# Task
Nothing but an exact copy is wanted here: the line with "Wanted = a point" and all the lines that follow it in the entries below.

[Dataset entries]
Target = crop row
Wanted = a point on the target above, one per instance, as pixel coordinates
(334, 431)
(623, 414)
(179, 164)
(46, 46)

# Your response
Wanted = a point on the target above, one per instance, as pixel coordinates
(334, 431)
(623, 414)
(179, 164)
(46, 46)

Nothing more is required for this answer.